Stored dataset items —
+++++

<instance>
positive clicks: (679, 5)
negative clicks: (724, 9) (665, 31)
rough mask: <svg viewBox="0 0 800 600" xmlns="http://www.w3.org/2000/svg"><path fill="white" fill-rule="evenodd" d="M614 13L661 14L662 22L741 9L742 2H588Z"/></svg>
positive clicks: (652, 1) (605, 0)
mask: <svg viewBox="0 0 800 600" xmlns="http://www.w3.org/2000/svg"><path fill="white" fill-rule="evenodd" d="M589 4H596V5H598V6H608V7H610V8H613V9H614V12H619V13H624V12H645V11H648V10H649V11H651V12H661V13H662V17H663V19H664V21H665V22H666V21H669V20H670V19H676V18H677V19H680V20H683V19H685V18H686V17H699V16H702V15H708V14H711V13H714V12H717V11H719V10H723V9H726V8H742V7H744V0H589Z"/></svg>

+++++

Your task — Reproduce, please, every line of the records above without alteration.

Solution to this exercise —
<instance>
positive clicks: (679, 5)
negative clicks: (724, 9) (665, 31)
rough mask: <svg viewBox="0 0 800 600" xmlns="http://www.w3.org/2000/svg"><path fill="white" fill-rule="evenodd" d="M614 13L661 14L662 22L741 9L742 2H588Z"/></svg>
positive clicks: (652, 1) (605, 0)
mask: <svg viewBox="0 0 800 600" xmlns="http://www.w3.org/2000/svg"><path fill="white" fill-rule="evenodd" d="M589 4H596V5H598V6H608V7H610V8H613V9H614V12H619V13H624V12H645V11H648V10H649V11H651V12H661V13H662V17H663V19H664V21H665V22H666V21H669V20H670V19H676V18H677V19H680V20H683V19H685V18H686V17H699V16H702V15H708V14H711V13H714V12H717V11H719V10H723V9H726V8H742V7H744V0H589Z"/></svg>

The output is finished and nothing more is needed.